1143 Lowest Common Ancestor (30 分)

The lowest common ancestor (LCA) of two nodes U and V in a tree is the deepest node that has both U and V as descendants.

A binary search tree (BST) is recursively defined as a binary tree which has the following properties:

The left subtree of a node contains only nodes with keys less than the node’s key.
The right subtree of a node contains only nodes with keys greater than or equal to the node’s key.
Both the left and right subtrees must also be binary search trees.
Given any two nodes in a BST, you are supposed to find their LCA.

Input Specification:

Each input file contains one test case. For each case, the first line gives two positive integers: M (≤ 1,000), the number of pairs of nodes to be tested; and N (≤ 10,000), the number of keys in the BST, respectively. In the second line, N distinct integers are given as the preorder traversal sequence of the BST. Then M lines follow, each contains a pair of integer keys U and V. All the keys are in the range of int.

Output Specification:

For each given pair of U and V, print in a line LCA of U and V is A. if the LCA is found and A is the key. But if A is one of U and V, print X is an ancestor of Y. where X is A and Y is the other node. If U or V is not found in the BST, print in a line ERROR: U is not found. or ERROR: V is not found. or ERROR: U and V are not found…

Sample Input:

6 8
6 3 1 2 5 4 8 7
2 5
8 7
1 9
12 -3
0 8
99 99
结尾无空行

Sample Output:

LCA of 2 and 5 is 3.
8 is an ancestor of 7.
ERROR: 9 is not found.
ERROR: 12 and -3 are not found.
ERROR: 0 is not found.
ERROR: 99 and 99 are not found.
结尾无空行

Code

/**
 根据先序遍历递归的构建一颗二叉搜索树，记住只有完全二叉树才能使用中序下标 
**/
#include <iostream>
#include <vector>
#include <map>
using namespace std;
int pre[10000];
struct node{
	int val;
	node *left;
	node *right;
	node(int val) : val(val), left(nullptr), right(nullptr){};
};

node *build(int h, int t){
	if(h >= t)
		return nullptr;
	int rootVal = pre[h], i = h + 1;
	node *root = new node(rootVal);
	while(i < t && pre[i] < rootVal) i++;
	root->left = build(h + 1, i);
	root->right = build(i, t);
	return root;
}
void in(node *root){
	if(root){
		in(root->left);
		cout<<root->val;
		in(root->right); 
	}
}
//node* buildTree(node* root, int val){//会超时
//	
//	if(!root){
//		root = new node(val);
//	}else{
//		
//		if(val < root->val)
//			root->left = buildTree(root->left, val);
//		if(val >= root->val)

__练习任务__:
1. 根据阅读材料回答：
(a) 二叉搜索树中，一个节点的右子树只包含键值满足什么条件的节点？
(b) 输入的第一行中，M 的上限是多少？
(c) 样例输出中，对应 2 和 5 这一对的是哪一行？
2. 把下面记录中的每一行逐字照抄一遍，图片不要写进答案。

__数据记录__:
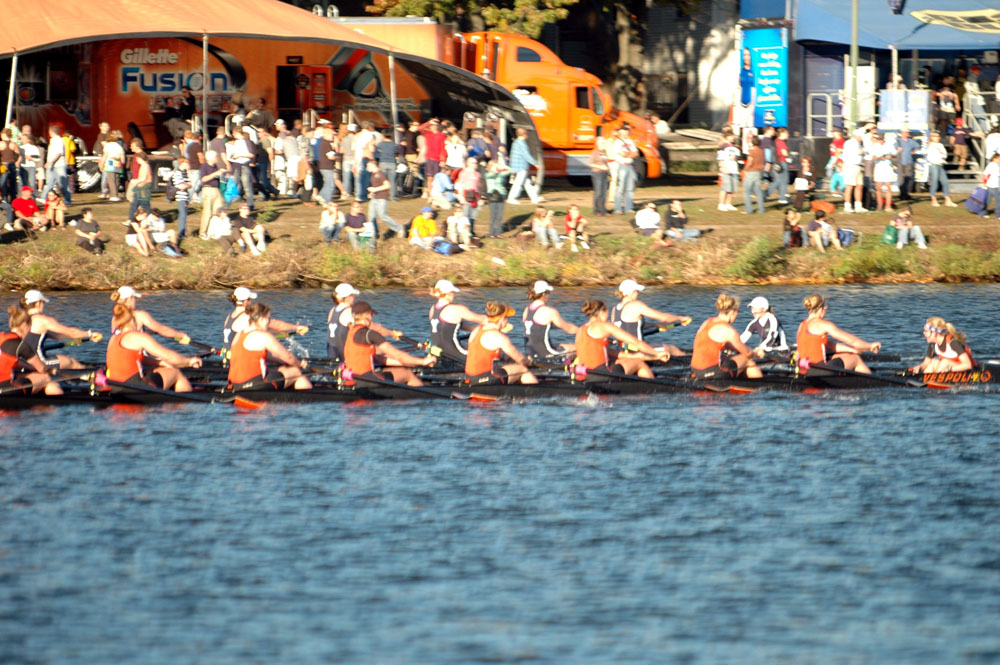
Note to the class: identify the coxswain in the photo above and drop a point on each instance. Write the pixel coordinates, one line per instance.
(592, 344)
(767, 327)
(447, 319)
(815, 346)
(364, 347)
(254, 346)
(41, 326)
(339, 320)
(538, 318)
(715, 336)
(128, 296)
(237, 320)
(947, 350)
(129, 346)
(19, 366)
(486, 345)
(630, 311)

__逐题答案__:
1.
(a) 键值大于或等于该节点键值的节点。
(b) 1,000。
(c) LCA of 2 and 5 is 3.

2.
Note to the class: identify the coxswain in the photo above and drop a point on each instance. Write the pixel coordinates, one line per instance.
(592, 344)
(767, 327)
(447, 319)
(815, 346)
(364, 347)
(254, 346)
(41, 326)
(339, 320)
(538, 318)
(715, 336)
(128, 296)
(237, 320)
(947, 350)
(129, 346)
(19, 366)
(486, 345)
(630, 311)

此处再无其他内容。